• [Text section]:
···

Decimalization is likely to have the biggest impact on institutional investors – namely mutual funds and pension funds – who today provide the stock market with most of its liquidity. Liquidity results not only from actual transactions, but also from institutions’ use of limit orders that indicate the price at which they are willing to trade. The public display of limit orders provides the market with important indications of investor sentiment.
Decimalization might make institutional investors more reluctant to reveal their intentions through limit orders, because they won’t want to risk the possibility that a professional trader will step in and bid a penny more or ask a penny less, thereby penny-ing fund managers out of their trades in the name of price improvement. “If institutions move from limit orders to market orders, they will become demanders of liquidity rather than suppliers,” says Schwartz, “and that won’t be good for the market. Investors will naturally demand higher returns to compensate for liquidity risk, and as higher returns typically result from a lower starting point, prices could decline in the near term.”

···

• [Data extract]:
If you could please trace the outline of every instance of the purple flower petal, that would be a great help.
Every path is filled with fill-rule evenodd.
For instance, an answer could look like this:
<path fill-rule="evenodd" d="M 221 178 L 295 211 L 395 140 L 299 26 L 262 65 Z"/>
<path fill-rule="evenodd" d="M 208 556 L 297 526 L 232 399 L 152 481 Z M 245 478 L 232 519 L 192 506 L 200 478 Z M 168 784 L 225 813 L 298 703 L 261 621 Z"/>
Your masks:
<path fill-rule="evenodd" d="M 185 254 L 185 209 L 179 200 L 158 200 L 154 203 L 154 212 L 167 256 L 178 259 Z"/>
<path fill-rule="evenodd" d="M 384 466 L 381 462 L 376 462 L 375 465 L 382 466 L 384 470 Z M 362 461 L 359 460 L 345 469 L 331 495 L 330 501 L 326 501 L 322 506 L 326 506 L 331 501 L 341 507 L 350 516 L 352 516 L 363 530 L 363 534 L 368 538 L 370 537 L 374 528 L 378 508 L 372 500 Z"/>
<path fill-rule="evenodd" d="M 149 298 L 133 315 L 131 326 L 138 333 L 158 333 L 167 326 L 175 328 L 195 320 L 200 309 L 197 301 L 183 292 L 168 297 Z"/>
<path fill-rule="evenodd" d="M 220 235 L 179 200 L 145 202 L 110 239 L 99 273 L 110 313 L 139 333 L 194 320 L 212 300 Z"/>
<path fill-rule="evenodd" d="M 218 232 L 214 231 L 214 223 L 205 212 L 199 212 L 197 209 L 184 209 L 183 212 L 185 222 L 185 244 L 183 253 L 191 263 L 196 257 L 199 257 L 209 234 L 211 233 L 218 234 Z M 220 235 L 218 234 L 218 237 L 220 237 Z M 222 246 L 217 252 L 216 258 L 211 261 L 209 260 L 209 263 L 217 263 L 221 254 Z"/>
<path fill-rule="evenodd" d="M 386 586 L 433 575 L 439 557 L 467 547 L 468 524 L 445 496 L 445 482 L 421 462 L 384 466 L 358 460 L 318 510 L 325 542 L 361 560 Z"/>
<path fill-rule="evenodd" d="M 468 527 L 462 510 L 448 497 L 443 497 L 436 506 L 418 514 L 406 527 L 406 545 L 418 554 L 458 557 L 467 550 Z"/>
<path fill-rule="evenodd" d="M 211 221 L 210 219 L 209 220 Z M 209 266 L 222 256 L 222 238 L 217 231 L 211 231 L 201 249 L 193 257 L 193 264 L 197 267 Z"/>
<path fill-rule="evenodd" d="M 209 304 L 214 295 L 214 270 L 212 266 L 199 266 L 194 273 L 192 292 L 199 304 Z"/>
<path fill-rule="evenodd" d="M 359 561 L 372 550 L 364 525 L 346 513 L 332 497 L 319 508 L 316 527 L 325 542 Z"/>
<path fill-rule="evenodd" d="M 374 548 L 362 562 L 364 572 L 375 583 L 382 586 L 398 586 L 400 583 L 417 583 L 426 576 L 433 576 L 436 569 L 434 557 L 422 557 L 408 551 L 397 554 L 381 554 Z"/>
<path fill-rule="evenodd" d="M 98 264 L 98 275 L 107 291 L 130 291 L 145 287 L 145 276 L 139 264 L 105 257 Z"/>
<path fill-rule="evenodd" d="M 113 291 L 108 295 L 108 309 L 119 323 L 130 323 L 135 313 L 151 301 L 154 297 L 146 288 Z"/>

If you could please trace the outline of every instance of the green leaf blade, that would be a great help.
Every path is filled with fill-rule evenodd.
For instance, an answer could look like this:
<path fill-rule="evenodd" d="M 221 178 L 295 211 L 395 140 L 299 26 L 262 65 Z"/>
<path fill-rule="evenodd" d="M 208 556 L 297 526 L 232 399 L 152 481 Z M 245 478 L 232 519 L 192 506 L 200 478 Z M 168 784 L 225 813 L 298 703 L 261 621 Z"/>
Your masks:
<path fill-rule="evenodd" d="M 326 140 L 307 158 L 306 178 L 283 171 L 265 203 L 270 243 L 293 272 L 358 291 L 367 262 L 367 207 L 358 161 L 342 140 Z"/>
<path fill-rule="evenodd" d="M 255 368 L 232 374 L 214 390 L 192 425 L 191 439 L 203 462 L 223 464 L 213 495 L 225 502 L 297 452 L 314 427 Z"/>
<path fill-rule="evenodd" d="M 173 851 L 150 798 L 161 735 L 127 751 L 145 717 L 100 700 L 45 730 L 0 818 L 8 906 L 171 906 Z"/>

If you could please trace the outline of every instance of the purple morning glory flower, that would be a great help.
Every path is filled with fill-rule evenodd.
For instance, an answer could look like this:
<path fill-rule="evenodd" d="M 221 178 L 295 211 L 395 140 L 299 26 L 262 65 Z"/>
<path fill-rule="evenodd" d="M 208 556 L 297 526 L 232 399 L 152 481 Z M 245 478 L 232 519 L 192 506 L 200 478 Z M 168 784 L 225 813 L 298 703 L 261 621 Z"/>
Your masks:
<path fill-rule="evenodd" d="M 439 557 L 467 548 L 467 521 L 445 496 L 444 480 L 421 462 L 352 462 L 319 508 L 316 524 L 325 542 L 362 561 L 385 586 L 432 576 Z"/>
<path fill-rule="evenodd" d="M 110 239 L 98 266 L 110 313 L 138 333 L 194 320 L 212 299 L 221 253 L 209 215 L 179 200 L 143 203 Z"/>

···

• [Exercise 1]:
Translate this sentence from the decimalization text into Spanish: "The public display of limit orders provides the market with important indications of investor sentiment."
• [Exercise 2]:
Please echo the decimalization text word for word, starting with "Decimalization is likely" and going on through "of investor sentiment.".
• [Exercise 3]:
According to the decimalization text, who provides the stock market with most of its liquidity today?

• [Solution 1]:
La exhibición pública de las órdenes limitadas proporciona al mercado indicios importantes sobre el sentimiento de los inversores.

• [Solution 2]:
Decimalization is likely to have the biggest impact on institutional investors – namely mutual funds and pension funds – who today provide the stock market with most of its liquidity. Liquidity results not only from actual transactions, but also from institutions’ use of limit orders that indicate the price at which they are willing to trade. The public display of limit orders provides the market with important indications of investor sentiment.

• [Solution 3]:
Institutional investors, namely mutual funds and pension funds.